依頼事項>
a) 本文によると、祝島で見た平さんの棚田は何のためにつくられたのか。どのようにつくられたかとあわせて説明せよ。
b) 七代先のことなどをつづった本文を、最後の文の後から書き進めよ。

2014年1月28日火曜日

七代先

「七代先のことを考えろ」というのは世界中、どこの民族でも言われている格言なのだそうだ。
と、世界各地の先住民の地を旅した人が教えてくれた。

今の社会にあるものはほとんどそんなことが考えられていなくて、確かに原発とか、化学兵器とか、農薬とか、人工的に一時的な欲を満たすためにつくられたものというのは、ほんとうにその場限りのもので、ほんとうに先がないものばかりだ。そんなものしかつくれないというのは、すごく貧しいことだろうなあとおもう。
考えてみたらわたしたちの身の回りにある仕事のほとんどは、その一時的なものをつくり出したり、それをサポートしたりする仕事ばかりじゃないだろうか。七世代先、とはいかなくても、もう少し未来のことを想像しながらやっている仕事があまりにも少ない気がする。

仕事というのは本来、そういうものであったのではないだろうか。祝島で見た平さんの棚田は、3代先の子供たちが食べるものに困らないようにと、膨大な時間をかけて、大きな石を一つ一つ積んでつくったものだった。日々の生活と七代先のことが地続きである仕事。
仕事=お金を得るためにすることと、その意味が矮小化されてしまったのはどうしてだろう。仕事も生活も目先のことだけ考えすぎたせいだろうか、あまりにも遠くて、どうにもならないような感じになっているのがやるせない。

先の人からは、今のスーパーで売っている野菜は、本物ではないから腐る前にとろけてしまうんだよと言われた。土だと思っているものや、野菜だと思っているものがそうではないとしたら、それを土だと思って、野菜だと思って一生懸命つくっているひとたちはどうなるのだろうと思って、悲しくなった。

お正月に、久々におじいちゃんやおばあちゃんと会って、彼らがいきてきた時代のはなしや、その前の時代の話を聞いて、じぶんのルーツをおもったときに、いのちというものはつながっていて、だからこそわたしがいまここにいられるのだと、すごくながいスケールでじぶんのいのちのことをおもうことができた。そして、これからじぶんのいのちが次のいのちにつながっていくのだから、それが直接的になるか間接的になるかはまだわからないけれど、七世代先のことを考える、という意味が少しだけ分かるような気がした。

もらいすぎているひと

「わたしちょんぼなのよ」と突然出会いがしらに50代くらいの女性に言われる。
彼女はどうやら自分が未婚であるということを言いたかったようで、でもそれをあっけらかんと言われたので、わたしは面食らってしまった。もうこの先こどもをつくることができないこと、とか、つれがいないこと、とか、そうであることの悲しさというのは多分ひとことでは言い尽くせないものだろうけれども、彼女はなぜだか明るくて、いろいろなものへの感謝を口にするのでわたしはちょっとわけが分からなかった。

年老いた父と母の世話をしながら、花と野菜と枇杷をつくっている。わたしは突然やってきて、話しかけただけの人で、彼女に何もあげたわけでないのに、これ持って行ってと彼女がつくっているユリを持たせてくれた。骨ばった特徴的な顔立ちの人で、わたしは青森出身の友人のことを思い出した。

データ抜粋>
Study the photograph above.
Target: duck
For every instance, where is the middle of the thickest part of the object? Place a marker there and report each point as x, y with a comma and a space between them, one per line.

回答一覧>
a) 平さんの棚田は、3代先の子供たちが食べるものに困らないようにするためにつくられた。膨大な時間をかけ、大きな石を一つ一つ積んでつくられたものである。

b)
彼女にかかると、じぶんはもらってばっかりいるそうで、それはモノとかお金とかではなく、旦那さんはもらえなかったけれど、ほんとうにいろいろな人に良くしてもらっていて、こうして農業ができるのも、みんなのおかげで、たくさんのものをもらっているから、わたしもあまり損得考えずなんでもひとにあげるのよと言っていた。ひとにあげると自分に返ってくるでしょうと。
あげすぎているからもらうのか、もらいすぎているからあげるのか、は分からないけれどとにかくわたしはユリをもらい、不思議な気持ちで彼女と別れたのでした。奇跡のような出会いが、まいにちあることに感謝します。もらいすぎているひとはわたしだ。

2014年1月27日月曜日

めぐるからだ

今月もまた、生理がめぐってきた。
月に一度、生理が来ることでわたしの身体はいろいろなバランスをたもっているようで、毎回生理の前は調子を崩すのだけれど、先週は熱っぽくて、妙にイライラして体調が悪かった。なんだかんだ言っても、まだわたしは自分の身体のことをよく知らなくて、自信がないから、体調を崩すとこころ弱くもなってしまう。パブロンを飲む?と先輩に言われてお断りしたのだけれど、確かにひとりで寝ていると自分の身体というものは頼りなく思えて、何かに頼りたい気持ちにもなる。でも毒を出し切った後の身体というのは軽やかで、わたしもこんなにしなやかないのちを持っていたのかとありがたいきもちになった。
身体に余裕がなくなると心にも余裕がなくなるから、卑屈になったり、ひとのことを悪く思う自分が顔を出して、でもそんな自分も嫌いになるのだからいいことはひとつもない。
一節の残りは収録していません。